[Position annotation records]
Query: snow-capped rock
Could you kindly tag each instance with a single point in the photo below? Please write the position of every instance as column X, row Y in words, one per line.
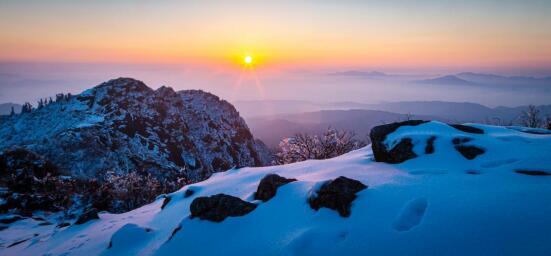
column 123, row 134
column 434, row 204
column 124, row 126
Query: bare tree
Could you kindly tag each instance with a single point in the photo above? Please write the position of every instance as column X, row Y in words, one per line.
column 304, row 146
column 531, row 117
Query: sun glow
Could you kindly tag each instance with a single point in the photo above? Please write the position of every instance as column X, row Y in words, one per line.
column 248, row 60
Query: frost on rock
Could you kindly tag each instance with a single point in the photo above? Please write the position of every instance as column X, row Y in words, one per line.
column 123, row 127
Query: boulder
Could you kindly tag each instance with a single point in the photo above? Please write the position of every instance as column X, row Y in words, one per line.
column 468, row 129
column 268, row 186
column 337, row 194
column 188, row 193
column 166, row 200
column 218, row 207
column 401, row 152
column 91, row 214
column 469, row 152
column 429, row 148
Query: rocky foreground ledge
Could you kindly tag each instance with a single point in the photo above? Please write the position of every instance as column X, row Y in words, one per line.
column 422, row 188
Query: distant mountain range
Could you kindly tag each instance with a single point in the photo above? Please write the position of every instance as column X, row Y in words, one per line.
column 271, row 121
column 470, row 78
column 272, row 129
column 359, row 73
column 446, row 80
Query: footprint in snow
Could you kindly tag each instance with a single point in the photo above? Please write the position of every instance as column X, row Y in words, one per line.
column 411, row 215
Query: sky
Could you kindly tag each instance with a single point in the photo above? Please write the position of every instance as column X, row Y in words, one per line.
column 414, row 37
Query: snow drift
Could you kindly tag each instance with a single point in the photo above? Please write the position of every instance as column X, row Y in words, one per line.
column 437, row 203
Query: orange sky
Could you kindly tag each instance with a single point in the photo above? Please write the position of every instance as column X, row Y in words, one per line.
column 282, row 33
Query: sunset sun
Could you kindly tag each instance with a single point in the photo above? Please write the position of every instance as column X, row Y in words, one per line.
column 248, row 60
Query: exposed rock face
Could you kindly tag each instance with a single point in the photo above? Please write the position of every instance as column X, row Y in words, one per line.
column 91, row 214
column 268, row 186
column 401, row 152
column 468, row 151
column 429, row 148
column 337, row 194
column 218, row 207
column 116, row 129
column 124, row 126
column 468, row 129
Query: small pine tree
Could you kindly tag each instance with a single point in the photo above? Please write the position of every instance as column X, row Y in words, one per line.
column 59, row 97
column 531, row 117
column 26, row 108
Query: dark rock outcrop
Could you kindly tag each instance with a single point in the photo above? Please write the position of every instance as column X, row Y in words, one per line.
column 124, row 126
column 429, row 148
column 469, row 152
column 63, row 224
column 118, row 129
column 11, row 219
column 337, row 194
column 166, row 200
column 268, row 186
column 188, row 193
column 401, row 152
column 218, row 207
column 91, row 214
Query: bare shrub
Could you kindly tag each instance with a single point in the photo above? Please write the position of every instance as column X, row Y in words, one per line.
column 304, row 146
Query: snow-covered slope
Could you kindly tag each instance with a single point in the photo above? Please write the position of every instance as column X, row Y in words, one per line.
column 438, row 203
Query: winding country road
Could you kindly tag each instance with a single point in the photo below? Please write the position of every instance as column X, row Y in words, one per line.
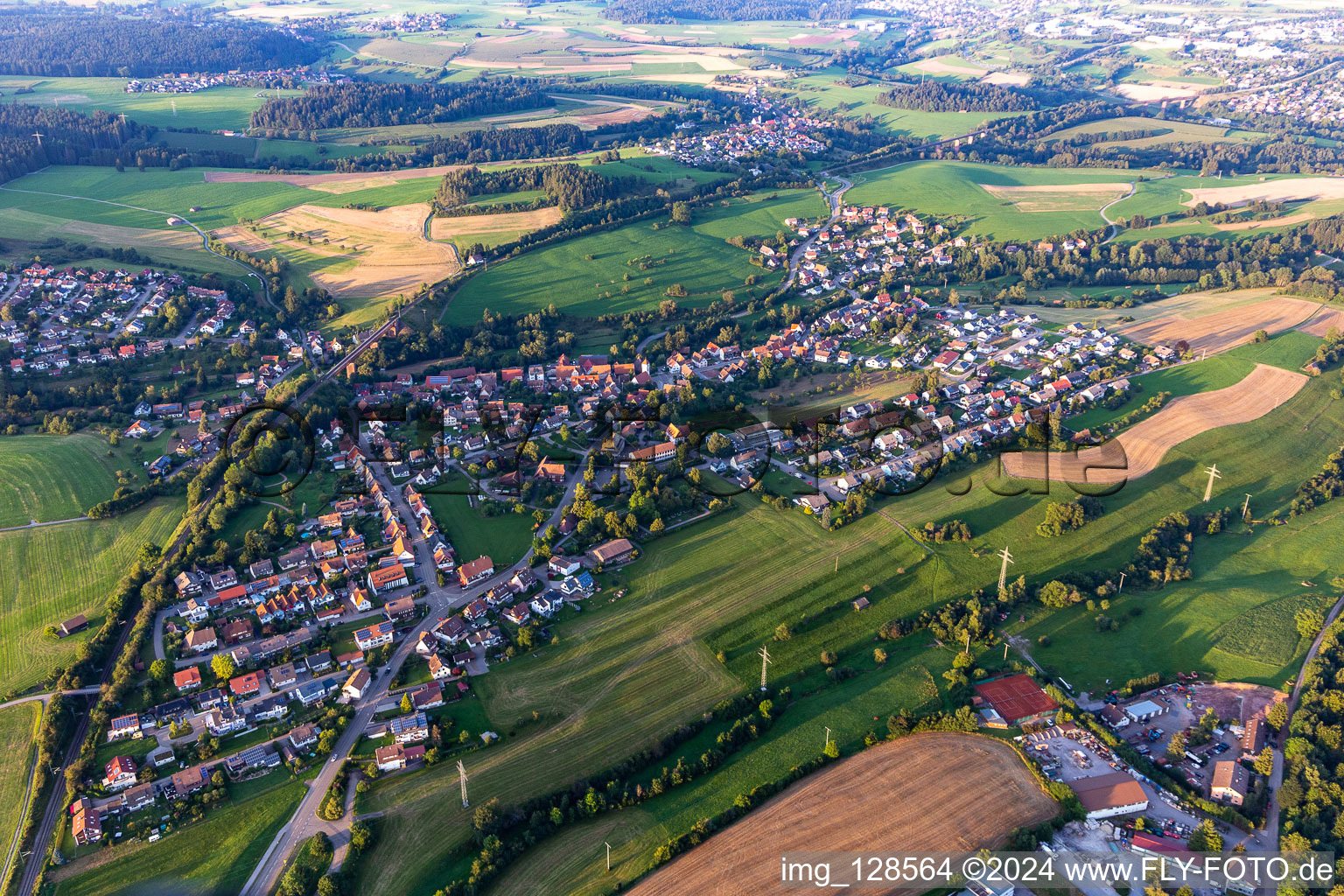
column 441, row 602
column 1115, row 226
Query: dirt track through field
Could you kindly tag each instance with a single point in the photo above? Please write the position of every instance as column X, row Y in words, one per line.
column 1140, row 449
column 471, row 225
column 1228, row 328
column 1288, row 190
column 1058, row 196
column 330, row 183
column 924, row 793
column 373, row 253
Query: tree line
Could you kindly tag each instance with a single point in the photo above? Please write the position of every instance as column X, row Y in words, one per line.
column 933, row 95
column 67, row 137
column 386, row 105
column 669, row 11
column 70, row 43
column 1309, row 800
column 566, row 186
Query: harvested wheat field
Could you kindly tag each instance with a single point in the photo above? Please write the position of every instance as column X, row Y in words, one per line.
column 354, row 253
column 1008, row 78
column 507, row 226
column 894, row 797
column 1223, row 329
column 1058, row 196
column 1321, row 323
column 113, row 234
column 1270, row 191
column 331, row 183
column 1156, row 90
column 1138, row 452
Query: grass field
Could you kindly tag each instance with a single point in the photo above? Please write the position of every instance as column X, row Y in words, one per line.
column 1170, row 196
column 52, row 572
column 210, row 858
column 704, row 590
column 503, row 537
column 626, row 672
column 54, row 477
column 1168, row 132
column 18, row 725
column 491, row 230
column 695, row 256
column 351, row 253
column 848, row 806
column 824, row 90
column 1071, row 200
column 574, row 858
column 214, row 109
column 1288, row 349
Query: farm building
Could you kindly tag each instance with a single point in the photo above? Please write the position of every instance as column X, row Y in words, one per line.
column 614, row 551
column 1231, row 782
column 1016, row 699
column 1144, row 710
column 1161, row 846
column 1115, row 717
column 1110, row 794
column 1253, row 742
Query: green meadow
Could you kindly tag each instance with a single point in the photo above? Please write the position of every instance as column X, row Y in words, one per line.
column 55, row 477
column 1168, row 132
column 1289, row 349
column 912, row 679
column 953, row 188
column 207, row 858
column 49, row 574
column 504, row 537
column 824, row 90
column 214, row 109
column 579, row 273
column 18, row 725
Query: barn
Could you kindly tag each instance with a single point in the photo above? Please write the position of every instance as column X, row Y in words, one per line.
column 1016, row 699
column 1112, row 794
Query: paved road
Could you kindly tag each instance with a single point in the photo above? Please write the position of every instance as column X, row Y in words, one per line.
column 796, row 256
column 205, row 236
column 58, row 792
column 1115, row 226
column 441, row 602
column 1269, row 837
column 32, row 773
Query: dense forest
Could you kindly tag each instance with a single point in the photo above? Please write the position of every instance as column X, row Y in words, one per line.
column 933, row 95
column 80, row 45
column 474, row 147
column 67, row 137
column 379, row 105
column 671, row 11
column 566, row 186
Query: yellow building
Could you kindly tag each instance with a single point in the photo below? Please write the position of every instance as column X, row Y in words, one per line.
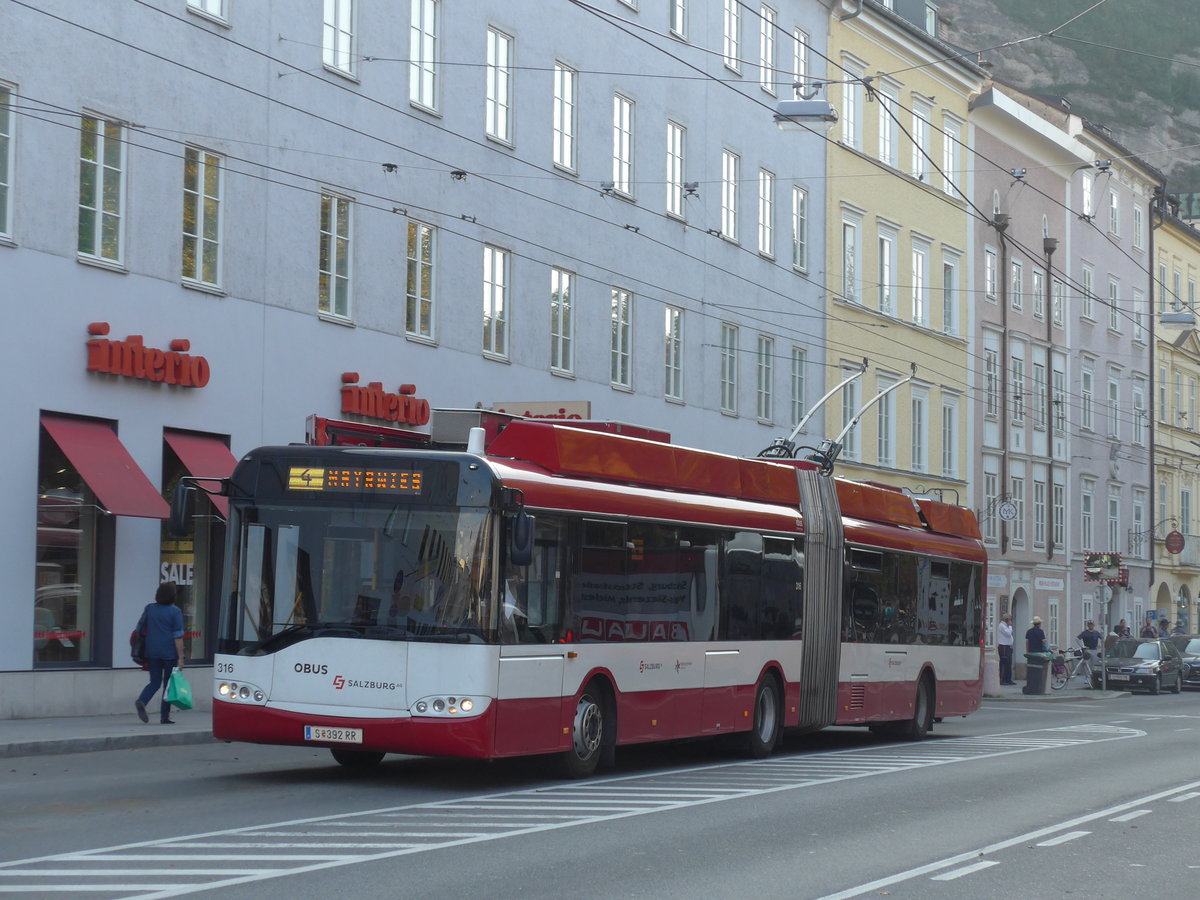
column 1176, row 432
column 899, row 233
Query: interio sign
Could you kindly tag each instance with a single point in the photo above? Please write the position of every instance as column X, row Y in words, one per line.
column 373, row 402
column 132, row 359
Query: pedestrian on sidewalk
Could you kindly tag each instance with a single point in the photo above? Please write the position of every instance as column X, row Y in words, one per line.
column 163, row 625
column 1005, row 648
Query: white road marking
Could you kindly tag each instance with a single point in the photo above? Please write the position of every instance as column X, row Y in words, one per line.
column 1062, row 839
column 972, row 855
column 1131, row 816
column 965, row 870
column 454, row 823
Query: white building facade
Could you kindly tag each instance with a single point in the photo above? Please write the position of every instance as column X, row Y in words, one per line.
column 217, row 214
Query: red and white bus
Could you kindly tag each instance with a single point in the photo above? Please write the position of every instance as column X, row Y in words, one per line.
column 555, row 588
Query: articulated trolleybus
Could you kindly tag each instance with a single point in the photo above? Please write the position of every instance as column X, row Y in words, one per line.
column 569, row 588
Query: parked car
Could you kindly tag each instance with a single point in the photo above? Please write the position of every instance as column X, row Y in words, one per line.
column 1145, row 664
column 1189, row 649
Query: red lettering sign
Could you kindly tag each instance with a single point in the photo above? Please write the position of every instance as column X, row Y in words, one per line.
column 132, row 359
column 373, row 402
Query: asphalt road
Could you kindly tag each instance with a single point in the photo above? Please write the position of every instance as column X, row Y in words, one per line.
column 1091, row 797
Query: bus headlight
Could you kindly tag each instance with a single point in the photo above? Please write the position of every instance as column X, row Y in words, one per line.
column 451, row 705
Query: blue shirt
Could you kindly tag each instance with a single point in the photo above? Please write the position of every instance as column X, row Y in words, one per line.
column 163, row 624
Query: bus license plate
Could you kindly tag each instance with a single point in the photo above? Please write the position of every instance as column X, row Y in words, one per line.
column 333, row 736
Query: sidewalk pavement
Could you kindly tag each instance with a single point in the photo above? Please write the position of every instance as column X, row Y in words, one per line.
column 85, row 733
column 1074, row 691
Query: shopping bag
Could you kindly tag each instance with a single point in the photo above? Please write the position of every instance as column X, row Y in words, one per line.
column 179, row 691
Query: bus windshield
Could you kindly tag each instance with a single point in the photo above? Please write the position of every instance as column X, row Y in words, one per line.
column 384, row 571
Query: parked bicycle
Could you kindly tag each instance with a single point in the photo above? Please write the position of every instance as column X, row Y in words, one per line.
column 1071, row 663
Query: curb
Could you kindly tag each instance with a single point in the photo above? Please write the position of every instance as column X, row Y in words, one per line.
column 51, row 747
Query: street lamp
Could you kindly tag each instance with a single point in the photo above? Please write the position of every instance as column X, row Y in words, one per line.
column 819, row 115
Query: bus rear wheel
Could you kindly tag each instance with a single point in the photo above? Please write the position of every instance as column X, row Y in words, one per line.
column 763, row 735
column 588, row 733
column 358, row 760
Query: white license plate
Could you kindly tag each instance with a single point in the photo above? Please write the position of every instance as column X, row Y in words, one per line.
column 333, row 736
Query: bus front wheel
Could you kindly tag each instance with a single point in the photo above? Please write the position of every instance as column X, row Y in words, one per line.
column 588, row 730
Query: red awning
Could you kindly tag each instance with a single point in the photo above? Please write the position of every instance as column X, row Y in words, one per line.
column 103, row 462
column 203, row 457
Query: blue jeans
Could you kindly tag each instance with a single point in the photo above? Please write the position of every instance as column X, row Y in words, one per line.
column 160, row 672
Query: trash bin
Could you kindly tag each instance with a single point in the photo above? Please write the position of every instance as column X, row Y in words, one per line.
column 1037, row 666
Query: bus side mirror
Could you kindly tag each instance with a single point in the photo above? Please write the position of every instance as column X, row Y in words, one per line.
column 521, row 547
column 180, row 521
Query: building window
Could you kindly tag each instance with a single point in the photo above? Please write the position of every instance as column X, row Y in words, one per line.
column 565, row 88
column 850, row 405
column 887, row 265
column 337, row 35
column 850, row 261
column 1015, row 288
column 951, row 157
column 886, row 423
column 101, row 187
column 766, row 213
column 619, row 370
column 799, row 364
column 623, row 144
column 70, row 526
column 419, row 281
column 799, row 228
column 676, row 137
column 729, row 367
column 498, row 87
column 1059, row 505
column 1017, row 527
column 765, row 369
column 767, row 28
column 990, row 501
column 1086, row 394
column 921, row 285
column 562, row 321
column 1086, row 525
column 1115, row 517
column 951, row 437
column 1039, row 514
column 672, row 355
column 921, row 117
column 334, row 263
column 919, row 421
column 202, row 216
column 1089, row 294
column 889, row 126
column 496, row 301
column 213, row 7
column 423, row 53
column 1039, row 395
column 5, row 159
column 679, row 18
column 949, row 295
column 730, row 163
column 732, row 35
column 991, row 381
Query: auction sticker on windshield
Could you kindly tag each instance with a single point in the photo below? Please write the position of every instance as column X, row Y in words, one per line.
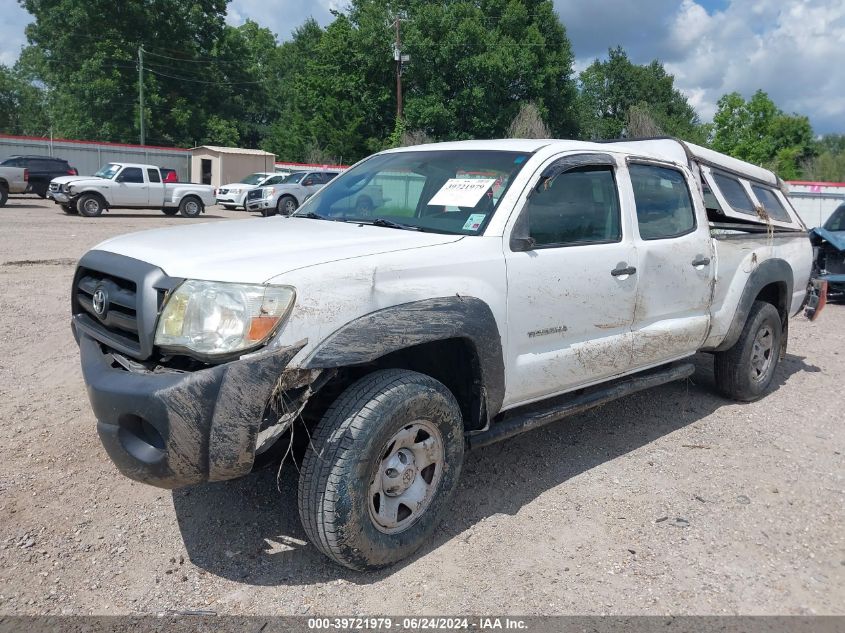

# Directions
In the records from the start through the line with "column 422, row 188", rename "Query" to "Target" and give those lines again with nothing else changed. Omit the pictures.

# Solution
Target: snow-capped rock
Could you kindly tag each instance with a single point in the photo below? Please write the position of every instance as column X, row Y in words, one per line.
column 123, row 134
column 434, row 204
column 124, row 126
Target: bare tree
Could you kindly tag each instance with a single point in the photo above? Please write the position of every instance as column X, row Y in words, one per line.
column 304, row 146
column 531, row 117
Target: sun glow
Could you kindly tag each instance with a single point in the photo above? Please write the position of every instance as column X, row Y in words, one per line.
column 248, row 60
Target: frost on rock
Could you kindly tag each instance with a single point in the photo above? Please write the position of every instance as column X, row Y in words, one per line.
column 123, row 127
Target: boulder
Could you kindly tag each instance with a single point in the photo above? Please write the position of every instance as column X, row Y in words, one per line.
column 468, row 129
column 268, row 186
column 337, row 194
column 188, row 193
column 166, row 200
column 218, row 207
column 401, row 152
column 91, row 214
column 469, row 152
column 429, row 148
Target: rocky foreground ledge
Could you kindly tag each instance with a single point in the photo above? Please write the position of every instance as column X, row Y in words, one per line.
column 422, row 188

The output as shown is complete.